Given task A: Set down the following text on rocket launch range set-up word for word.

Extract provided:
RANGE SET-UP IS “MISFIRE ALLEY”!
The SSS sets up and operates its launch range using a method known as “Misfire Alley”. Simply put, a launch site arranged by “Misfire Alley” insures a safe, reliable means of flying rockets while allowing each person the ability to push his/her own ignition button.
A LITTLE KNOWN SAFETY REQUIREMENT.
The current Model Rocket and High Power Rocket safety codes have a “minimum safe distance” requirement that states if your flying a motor of “X” size, you must be “Y” feet from that motor. For example; if you are flying a “G” motor, you are required to be at least 30 feet from the rocket, or in the case of an “H” motor, the minimum safe distance is 100 feet. Furthermore, because our “MIsfire Alley” launch range set-up is designed around the minimum safe distance requirement, you must be sure your launch control system has an ignition cable appropriate for the motor(s) you plan to fly or you will not be allowed to use your ignition system!
RARIN’ TO FLY THAT ROCKET, EH?
The following spells out the process you must follow in order to fly a rocket at a SSS monthly launch:
1) Pay range fee at the registration table (once per launch session).
NOTE: Flyers 18 years old and up must present proof of certification level if they are planning on using high power motors.
2) Set up your launch system at any available pad location (they are numbered) consistent with the largest motor you will use.

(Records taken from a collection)

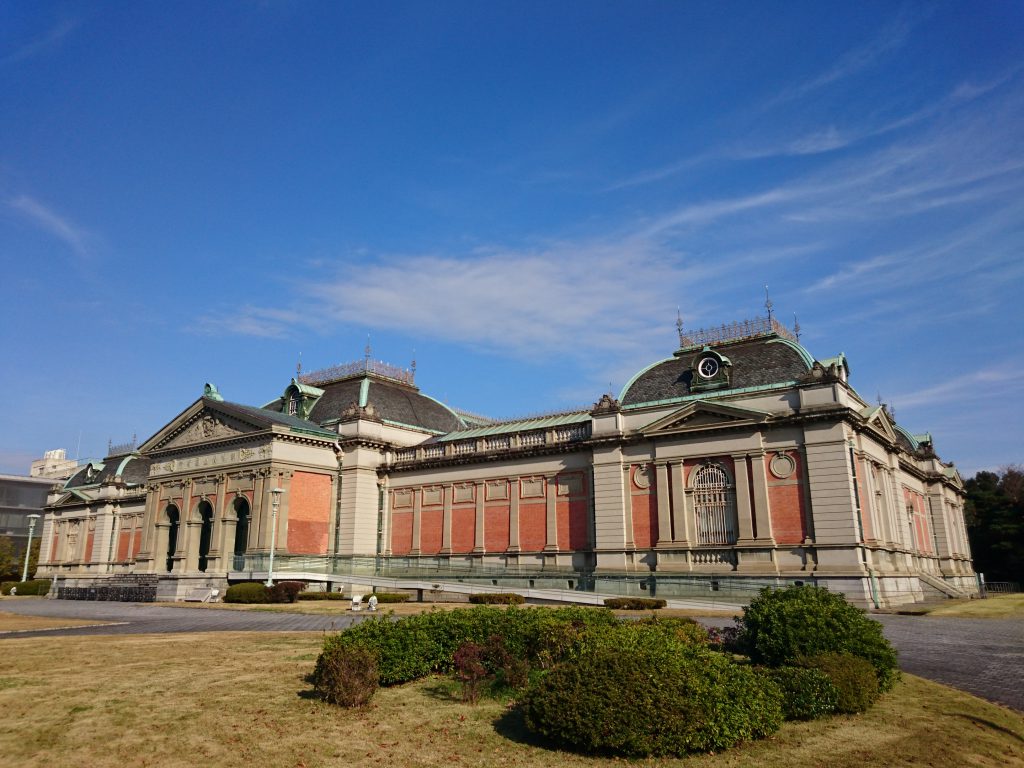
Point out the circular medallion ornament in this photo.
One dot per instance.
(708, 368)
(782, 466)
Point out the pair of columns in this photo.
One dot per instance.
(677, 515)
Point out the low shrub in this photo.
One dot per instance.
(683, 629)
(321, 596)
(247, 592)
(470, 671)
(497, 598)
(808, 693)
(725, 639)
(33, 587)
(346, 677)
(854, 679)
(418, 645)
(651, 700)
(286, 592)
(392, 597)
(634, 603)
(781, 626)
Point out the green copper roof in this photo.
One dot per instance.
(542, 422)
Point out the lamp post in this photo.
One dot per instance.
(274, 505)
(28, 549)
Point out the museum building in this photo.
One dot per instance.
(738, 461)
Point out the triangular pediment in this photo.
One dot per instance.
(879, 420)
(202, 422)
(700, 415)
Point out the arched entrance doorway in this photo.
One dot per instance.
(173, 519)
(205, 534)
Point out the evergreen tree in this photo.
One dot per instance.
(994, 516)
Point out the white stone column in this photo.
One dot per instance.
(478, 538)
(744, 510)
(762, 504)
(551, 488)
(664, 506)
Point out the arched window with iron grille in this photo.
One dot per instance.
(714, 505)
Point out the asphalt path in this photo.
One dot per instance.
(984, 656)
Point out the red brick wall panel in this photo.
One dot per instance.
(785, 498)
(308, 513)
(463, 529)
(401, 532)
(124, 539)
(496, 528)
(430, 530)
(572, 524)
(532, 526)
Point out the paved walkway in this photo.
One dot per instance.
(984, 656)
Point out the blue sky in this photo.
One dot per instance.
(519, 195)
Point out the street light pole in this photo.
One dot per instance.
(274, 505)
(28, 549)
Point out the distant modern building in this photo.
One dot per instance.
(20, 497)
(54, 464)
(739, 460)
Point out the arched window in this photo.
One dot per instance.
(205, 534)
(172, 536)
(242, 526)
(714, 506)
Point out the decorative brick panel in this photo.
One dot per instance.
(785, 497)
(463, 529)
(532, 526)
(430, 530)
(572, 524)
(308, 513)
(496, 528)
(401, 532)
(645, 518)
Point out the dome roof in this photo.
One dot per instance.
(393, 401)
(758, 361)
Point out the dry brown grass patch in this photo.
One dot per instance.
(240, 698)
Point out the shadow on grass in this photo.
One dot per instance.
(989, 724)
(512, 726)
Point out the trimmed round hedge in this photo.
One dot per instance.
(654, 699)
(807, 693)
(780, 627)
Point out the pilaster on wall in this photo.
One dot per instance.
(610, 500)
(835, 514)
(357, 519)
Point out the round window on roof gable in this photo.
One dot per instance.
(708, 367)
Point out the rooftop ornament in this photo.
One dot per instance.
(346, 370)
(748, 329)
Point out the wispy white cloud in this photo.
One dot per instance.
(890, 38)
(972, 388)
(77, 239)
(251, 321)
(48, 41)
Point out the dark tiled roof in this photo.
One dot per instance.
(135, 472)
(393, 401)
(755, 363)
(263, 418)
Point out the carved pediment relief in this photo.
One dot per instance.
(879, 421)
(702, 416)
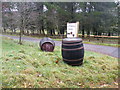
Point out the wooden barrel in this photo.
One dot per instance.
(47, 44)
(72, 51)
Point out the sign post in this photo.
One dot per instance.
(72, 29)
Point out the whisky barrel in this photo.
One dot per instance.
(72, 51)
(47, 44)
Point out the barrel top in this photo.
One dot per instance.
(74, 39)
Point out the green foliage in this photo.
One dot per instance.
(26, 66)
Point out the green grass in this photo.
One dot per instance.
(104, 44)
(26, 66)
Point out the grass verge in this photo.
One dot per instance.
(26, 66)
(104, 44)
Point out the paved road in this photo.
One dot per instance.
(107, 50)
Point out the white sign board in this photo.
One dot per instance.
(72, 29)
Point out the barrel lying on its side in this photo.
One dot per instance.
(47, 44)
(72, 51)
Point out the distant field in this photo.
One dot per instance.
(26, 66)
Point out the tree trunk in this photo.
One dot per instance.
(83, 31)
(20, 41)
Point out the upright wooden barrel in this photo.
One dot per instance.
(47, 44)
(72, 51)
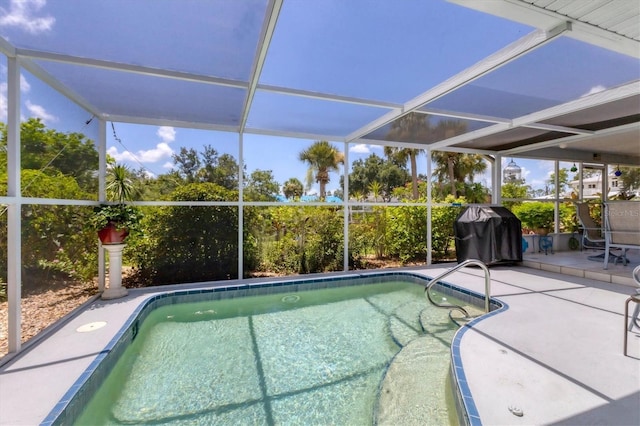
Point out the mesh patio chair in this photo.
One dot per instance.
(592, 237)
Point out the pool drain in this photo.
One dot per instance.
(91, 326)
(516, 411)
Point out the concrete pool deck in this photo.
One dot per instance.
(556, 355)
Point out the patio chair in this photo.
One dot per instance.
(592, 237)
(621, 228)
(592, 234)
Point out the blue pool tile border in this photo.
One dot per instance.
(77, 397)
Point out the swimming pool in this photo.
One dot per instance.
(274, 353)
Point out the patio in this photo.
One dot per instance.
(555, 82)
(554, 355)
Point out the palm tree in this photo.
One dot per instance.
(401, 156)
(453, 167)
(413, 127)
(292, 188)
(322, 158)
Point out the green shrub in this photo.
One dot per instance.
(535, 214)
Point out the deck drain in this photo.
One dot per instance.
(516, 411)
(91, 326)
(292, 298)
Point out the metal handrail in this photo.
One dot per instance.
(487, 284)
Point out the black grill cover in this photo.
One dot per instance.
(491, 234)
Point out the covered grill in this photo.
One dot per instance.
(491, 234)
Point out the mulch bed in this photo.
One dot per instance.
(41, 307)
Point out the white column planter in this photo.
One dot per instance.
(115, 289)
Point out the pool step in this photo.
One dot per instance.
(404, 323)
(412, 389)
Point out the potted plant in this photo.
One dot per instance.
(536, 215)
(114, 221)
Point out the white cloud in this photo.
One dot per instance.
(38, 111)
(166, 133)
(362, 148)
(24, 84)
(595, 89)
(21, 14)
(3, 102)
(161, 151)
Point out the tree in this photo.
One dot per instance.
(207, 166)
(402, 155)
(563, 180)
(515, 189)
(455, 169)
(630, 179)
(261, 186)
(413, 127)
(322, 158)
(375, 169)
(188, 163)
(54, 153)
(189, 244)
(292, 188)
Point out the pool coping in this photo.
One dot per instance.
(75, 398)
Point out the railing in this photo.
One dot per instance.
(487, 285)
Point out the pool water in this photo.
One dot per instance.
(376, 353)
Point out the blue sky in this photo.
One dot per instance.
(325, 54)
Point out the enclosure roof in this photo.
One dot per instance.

...

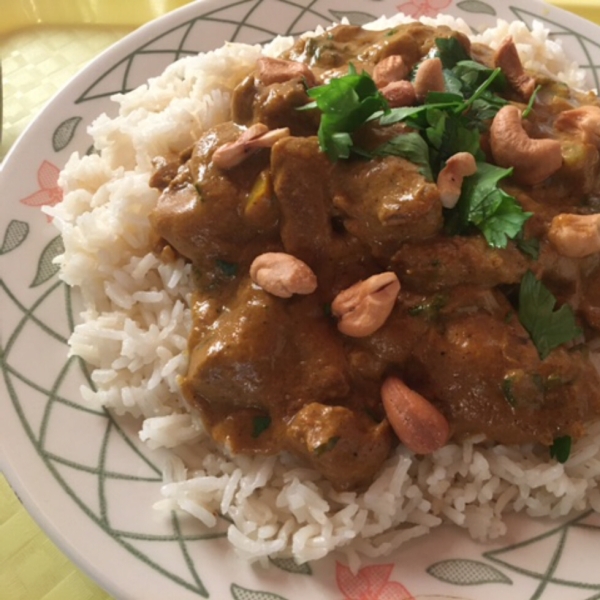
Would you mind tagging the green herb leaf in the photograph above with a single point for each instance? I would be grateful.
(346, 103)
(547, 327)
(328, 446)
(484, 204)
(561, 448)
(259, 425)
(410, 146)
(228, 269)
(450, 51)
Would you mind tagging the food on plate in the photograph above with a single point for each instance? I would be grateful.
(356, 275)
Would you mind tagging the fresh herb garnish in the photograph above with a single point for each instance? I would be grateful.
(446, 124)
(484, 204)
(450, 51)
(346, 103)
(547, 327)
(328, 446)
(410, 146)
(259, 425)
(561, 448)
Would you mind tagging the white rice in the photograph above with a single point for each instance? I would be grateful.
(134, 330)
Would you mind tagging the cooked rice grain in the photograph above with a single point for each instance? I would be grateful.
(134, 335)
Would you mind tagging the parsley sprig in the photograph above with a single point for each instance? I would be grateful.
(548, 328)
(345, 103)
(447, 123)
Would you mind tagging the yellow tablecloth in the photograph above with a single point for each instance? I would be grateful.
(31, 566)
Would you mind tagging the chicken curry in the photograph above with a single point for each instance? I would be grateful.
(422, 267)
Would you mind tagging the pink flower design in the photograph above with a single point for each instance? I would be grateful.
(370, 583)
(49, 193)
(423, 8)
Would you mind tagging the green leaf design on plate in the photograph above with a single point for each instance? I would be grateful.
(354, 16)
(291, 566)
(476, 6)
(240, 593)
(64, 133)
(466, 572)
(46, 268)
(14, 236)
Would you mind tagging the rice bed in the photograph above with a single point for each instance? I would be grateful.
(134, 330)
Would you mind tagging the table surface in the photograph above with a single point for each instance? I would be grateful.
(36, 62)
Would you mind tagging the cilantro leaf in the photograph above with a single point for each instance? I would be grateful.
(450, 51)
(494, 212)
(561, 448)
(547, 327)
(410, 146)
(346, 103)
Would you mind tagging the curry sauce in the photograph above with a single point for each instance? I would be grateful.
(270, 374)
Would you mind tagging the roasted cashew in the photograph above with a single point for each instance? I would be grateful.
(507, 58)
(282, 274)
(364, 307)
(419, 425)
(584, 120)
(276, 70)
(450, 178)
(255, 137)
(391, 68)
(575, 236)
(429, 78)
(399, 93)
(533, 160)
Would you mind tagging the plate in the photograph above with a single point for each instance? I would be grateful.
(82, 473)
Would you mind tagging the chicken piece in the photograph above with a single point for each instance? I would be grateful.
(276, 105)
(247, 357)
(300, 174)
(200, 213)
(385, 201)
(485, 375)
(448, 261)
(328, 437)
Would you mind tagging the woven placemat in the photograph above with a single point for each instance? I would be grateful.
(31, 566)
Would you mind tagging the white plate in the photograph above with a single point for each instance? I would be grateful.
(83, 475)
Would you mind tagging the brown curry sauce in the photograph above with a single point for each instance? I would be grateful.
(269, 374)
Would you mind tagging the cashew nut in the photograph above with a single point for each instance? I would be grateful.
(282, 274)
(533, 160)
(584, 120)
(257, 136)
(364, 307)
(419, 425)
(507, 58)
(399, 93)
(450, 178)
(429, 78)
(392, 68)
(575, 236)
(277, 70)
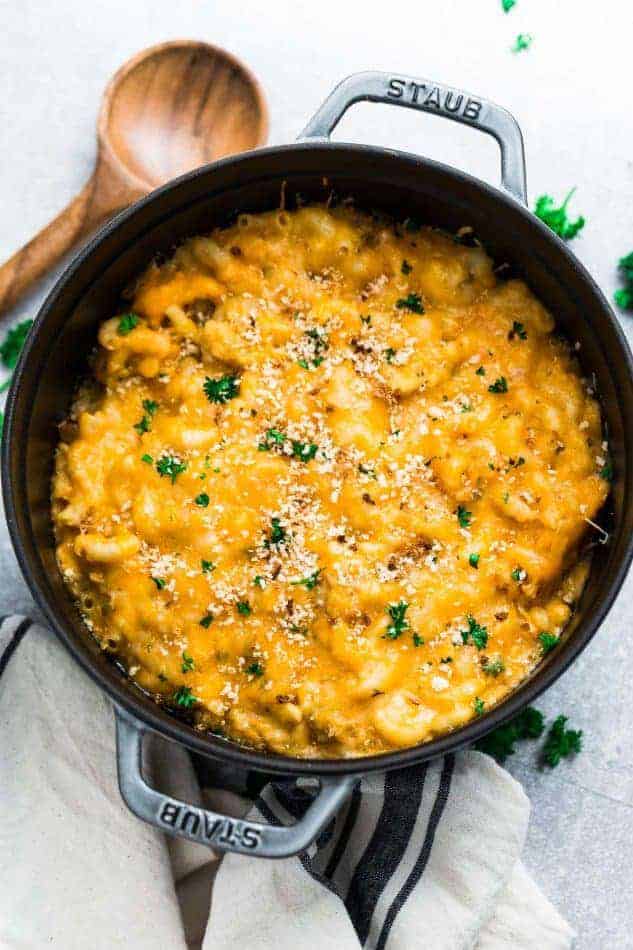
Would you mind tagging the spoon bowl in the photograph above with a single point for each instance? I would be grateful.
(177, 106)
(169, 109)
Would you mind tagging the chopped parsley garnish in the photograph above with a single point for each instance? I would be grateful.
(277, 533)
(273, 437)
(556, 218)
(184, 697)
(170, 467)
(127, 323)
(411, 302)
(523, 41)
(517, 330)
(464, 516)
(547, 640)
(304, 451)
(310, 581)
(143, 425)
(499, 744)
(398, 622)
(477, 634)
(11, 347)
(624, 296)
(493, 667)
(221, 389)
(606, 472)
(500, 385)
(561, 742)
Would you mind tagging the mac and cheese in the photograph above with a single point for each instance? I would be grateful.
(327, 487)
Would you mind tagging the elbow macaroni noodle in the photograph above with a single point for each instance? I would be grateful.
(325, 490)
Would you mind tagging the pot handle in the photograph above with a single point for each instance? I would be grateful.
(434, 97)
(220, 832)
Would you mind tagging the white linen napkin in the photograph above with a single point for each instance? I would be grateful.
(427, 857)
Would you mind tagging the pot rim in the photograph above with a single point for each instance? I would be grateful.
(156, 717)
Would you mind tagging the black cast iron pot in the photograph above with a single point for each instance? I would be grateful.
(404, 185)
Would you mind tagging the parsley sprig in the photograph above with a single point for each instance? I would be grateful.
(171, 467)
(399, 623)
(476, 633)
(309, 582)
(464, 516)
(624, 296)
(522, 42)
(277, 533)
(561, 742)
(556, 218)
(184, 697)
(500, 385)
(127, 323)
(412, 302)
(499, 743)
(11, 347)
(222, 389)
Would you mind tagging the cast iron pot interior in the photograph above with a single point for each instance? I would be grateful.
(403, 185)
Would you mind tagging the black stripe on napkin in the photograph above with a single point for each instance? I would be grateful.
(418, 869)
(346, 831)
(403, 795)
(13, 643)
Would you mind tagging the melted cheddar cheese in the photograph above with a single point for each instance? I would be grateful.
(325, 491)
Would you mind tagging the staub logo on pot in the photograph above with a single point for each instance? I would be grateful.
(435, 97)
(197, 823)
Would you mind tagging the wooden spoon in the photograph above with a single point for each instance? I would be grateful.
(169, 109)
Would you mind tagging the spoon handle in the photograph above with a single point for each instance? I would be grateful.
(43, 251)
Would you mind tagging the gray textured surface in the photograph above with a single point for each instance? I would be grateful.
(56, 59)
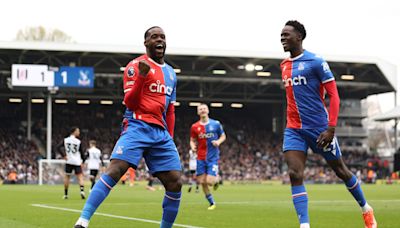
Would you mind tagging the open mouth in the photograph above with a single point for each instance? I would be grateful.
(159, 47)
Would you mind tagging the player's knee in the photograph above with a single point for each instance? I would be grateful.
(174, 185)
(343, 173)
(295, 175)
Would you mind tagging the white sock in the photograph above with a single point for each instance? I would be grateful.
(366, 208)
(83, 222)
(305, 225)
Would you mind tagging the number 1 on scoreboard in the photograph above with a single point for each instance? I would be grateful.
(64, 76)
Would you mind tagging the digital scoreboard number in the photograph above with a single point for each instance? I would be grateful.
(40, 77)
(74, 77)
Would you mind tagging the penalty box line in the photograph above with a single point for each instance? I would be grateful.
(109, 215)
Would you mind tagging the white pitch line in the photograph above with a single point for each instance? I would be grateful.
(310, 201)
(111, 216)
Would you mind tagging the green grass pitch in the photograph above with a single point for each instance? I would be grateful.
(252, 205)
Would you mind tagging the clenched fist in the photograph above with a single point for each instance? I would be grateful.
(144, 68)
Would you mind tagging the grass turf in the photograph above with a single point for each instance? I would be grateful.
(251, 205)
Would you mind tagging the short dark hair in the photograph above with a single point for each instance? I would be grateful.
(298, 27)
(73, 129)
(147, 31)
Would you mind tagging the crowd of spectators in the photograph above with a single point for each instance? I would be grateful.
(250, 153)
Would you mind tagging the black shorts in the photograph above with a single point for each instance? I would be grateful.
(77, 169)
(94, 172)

Given task B: List in full every line of the records above that contains the word "patio".

Right answer A:
RANGE SET-UP IS “MISFIRE ALLEY”!
The SSS sets up and operates its launch range using a method known as “Misfire Alley”. Simply put, a launch site arranged by “Misfire Alley” insures a safe, reliable means of flying rockets while allowing each person the ability to push his/her own ignition button.
A LITTLE KNOWN SAFETY REQUIREMENT.
The current Model Rocket and High Power Rocket safety codes have a “minimum safe distance” requirement that states if your flying a motor of “X” size, you must be “Y” feet from that motor. For example; if you are flying a “G” motor, you are required to be at least 30 feet from the rocket, or in the case of an “H” motor, the minimum safe distance is 100 feet. Furthermore, because our “MIsfire Alley” launch range set-up is designed around the minimum safe distance requirement, you must be sure your launch control system has an ignition cable appropriate for the motor(s) you plan to fly or you will not be allowed to use your ignition system!
RARIN’ TO FLY THAT ROCKET, EH?
The following spells out the process you must follow in order to fly a rocket at a SSS monthly launch:
1) Pay range fee at the registration table (once per launch session).
NOTE: Flyers 18 years old and up must present proof of certification level if they are planning on using high power motors.
2) Set up your launch system at any available pad location (they are numbered) consistent with the largest motor you will use.

Right answer B:
Point out the mesh patio chair in this photo.
Point out the patio chair in this photo.
Point out the patio in this photo.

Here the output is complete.